── Excerpt

2,455. That’s how many arguments the average couple has each year according to this research. And topping the list of reasons for fighting is money (followed by sex and chores) - it’s the number one issue couples argue about around the world.

Whether you love it or hate it, Valentine’s Day is a great time to reflect on how well you and your partner handle money matters and how you can improve this for 2020.

So, what’s the best way to manage your money in a relationship and overcome the inevitable arguments that come with the territory? We speak to three couples about everything - from who pays on dates to dealing with debt - to help you take control of your finances together.

Ironically, studies show that spenders are more likely to attract savers and go on to squabble about their differences, rather than sticking to their own kind. But even if you and your partner are like two peas in a pod, an argument about spending is likely to arise at some point or other.

Jon & Kelly

  • Age: Both 31
  • Location: Essex
  • Occupation: Jon is Lead Customer Service Officer at TFL, Kelly is a Marketing Coordinator at a Law firm
  • Annual salary: Jon earns £43,000, Kelly takes home £48,000

Romford-based renters Jon and Kelly were introduced seven years ago by Kelly’s sister. Despite the fact they’ve been together for almost a decade, they chat and tease each other with the fondness of a couple in the midst of the honeymoon period.

Nevertheless, the two admit to having very different money management styles. Kelly confesses that she’s not very controlled. “I spend a ridiculous amount in Pret” she gushes, while “[Jon’s] very good at saving.” (Jon jokes that there’s a fine line between stingy and careful, and he’s definitely the latter). When they bought their home two years ago, Jon had been saving up for years in preparation, while Kelly had only begun saving a few months before.

Kelly credits her reluctance to save to making up for lost time. “My mum never had money and we never had lavish holidays, so I like treating myself now.” In contrast, Jon’s mum always had a good job, and his motto has always been to save for a better life. If they were to crave a change of pace at some point (they both like the idea of moving to Thailand), Jon would prefer to have the relative security of a financial safety net.

Robert & Paullette

  • Age: Robert is 45, Paullette is 47
  • Location: Essex
  • Occupation: Robert is a Recruiter, Paullette is a PA/Insurance and Conveyancing Manager
  • Annual salary: Robert takes home £48,000, Paullette earns £43,000

Paullette met Robert at a party in 1999 and tracked him down after asking his cousin for his number. Their familiarity with each other - and their respective roles within the relationship - are obvious. Robert is the comedian, with Paullette taking the more sensible, motherly stance (“we have a different way of doing things”, she says, ever diplomatically).

Paullette adopts a similar approach to spending as Jon. “I don’t really treat myself as often as I should” she confesses. While Paullette’s vice is having a nice car, Robert splashes his cash on drinks, taxis and designer labels. She balks at the ease with which he’ll spend £200 on a night out (“he used to buy random shots for strangers”), although he makes a point of mentioning that he’s recently started saving.

────

◆ Instructions for the task: In the piece on couples and money, how did Paullette get Robert's number after meeting him at a party?

── Dataset

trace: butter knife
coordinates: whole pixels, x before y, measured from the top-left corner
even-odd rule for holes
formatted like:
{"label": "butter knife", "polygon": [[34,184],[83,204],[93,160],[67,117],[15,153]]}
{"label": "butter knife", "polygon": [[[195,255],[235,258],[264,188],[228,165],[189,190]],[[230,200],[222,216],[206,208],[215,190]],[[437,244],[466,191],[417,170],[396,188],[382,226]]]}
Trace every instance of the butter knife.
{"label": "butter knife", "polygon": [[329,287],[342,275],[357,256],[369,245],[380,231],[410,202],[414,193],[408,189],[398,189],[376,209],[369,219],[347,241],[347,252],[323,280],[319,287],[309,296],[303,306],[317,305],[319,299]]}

────

◆ Task output: She asked his cousin for it.